[What is needed]
Copy each entry below exactly as it reads.

[Dataset records]
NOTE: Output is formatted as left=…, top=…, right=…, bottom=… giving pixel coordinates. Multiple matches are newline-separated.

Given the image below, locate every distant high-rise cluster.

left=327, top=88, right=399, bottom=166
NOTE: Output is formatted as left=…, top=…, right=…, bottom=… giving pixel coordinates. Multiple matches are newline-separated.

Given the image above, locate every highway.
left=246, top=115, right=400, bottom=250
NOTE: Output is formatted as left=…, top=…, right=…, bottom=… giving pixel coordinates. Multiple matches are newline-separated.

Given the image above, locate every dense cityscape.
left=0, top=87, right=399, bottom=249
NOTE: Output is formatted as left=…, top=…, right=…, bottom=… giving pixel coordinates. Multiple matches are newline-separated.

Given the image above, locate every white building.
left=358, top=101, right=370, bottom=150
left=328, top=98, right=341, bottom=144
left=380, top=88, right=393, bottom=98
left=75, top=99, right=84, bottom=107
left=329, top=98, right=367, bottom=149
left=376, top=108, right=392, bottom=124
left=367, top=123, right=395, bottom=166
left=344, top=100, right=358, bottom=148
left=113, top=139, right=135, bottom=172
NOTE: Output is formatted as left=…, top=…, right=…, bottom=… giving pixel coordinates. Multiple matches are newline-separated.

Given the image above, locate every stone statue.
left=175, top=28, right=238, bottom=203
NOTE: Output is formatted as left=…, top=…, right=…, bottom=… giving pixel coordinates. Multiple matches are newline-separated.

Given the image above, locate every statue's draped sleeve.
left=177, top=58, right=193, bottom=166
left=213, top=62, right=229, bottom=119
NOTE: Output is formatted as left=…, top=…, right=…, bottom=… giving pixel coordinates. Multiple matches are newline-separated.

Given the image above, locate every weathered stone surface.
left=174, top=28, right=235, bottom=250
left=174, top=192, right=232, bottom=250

[Response below]
NOTE: Output is formatted as left=…, top=…, right=…, bottom=… giving pixel coordinates. Multiple matches are newline-separated.

Given the image below, locate every distant high-rise cluster.

left=327, top=88, right=399, bottom=166
NOTE: Output is formatted as left=…, top=…, right=…, bottom=… giving pixel coordinates. Multiple matches are newline-separated.

Given the image above, locate every highway.
left=246, top=115, right=400, bottom=250
NOTE: Output is formatted as left=…, top=…, right=…, bottom=… giving pixel coordinates. Multiple matches are newline-separated.

Given the image above, locate every dense cityscape.
left=0, top=87, right=399, bottom=249
NOTE: Output is formatted as left=…, top=…, right=…, bottom=… giving pixel coordinates. Multiple matches are newline-separated.

Given the image above, locate every white building.
left=358, top=101, right=370, bottom=150
left=328, top=98, right=341, bottom=144
left=380, top=88, right=393, bottom=98
left=75, top=99, right=84, bottom=107
left=329, top=98, right=367, bottom=149
left=376, top=108, right=392, bottom=124
left=367, top=123, right=395, bottom=166
left=344, top=100, right=358, bottom=148
left=113, top=139, right=135, bottom=172
NOTE: Output is formatted as left=…, top=…, right=…, bottom=… giving pixel coordinates. Multiple matches are newline-separated.

Given the image above, locate every stone statue.
left=175, top=28, right=238, bottom=203
NOTE: Output is formatted as left=…, top=…, right=…, bottom=… giving pixel coordinates. Multiple matches are newline-separated.

Given the image above, locate every statue's draped sleeve.
left=177, top=58, right=193, bottom=166
left=213, top=62, right=229, bottom=119
NOTE: Output is formatted as left=…, top=…, right=…, bottom=… giving pixel coordinates. Multiple matches are newline-separated.

Given the image above, locate every weathered stone surface.
left=174, top=28, right=235, bottom=250
left=174, top=192, right=232, bottom=250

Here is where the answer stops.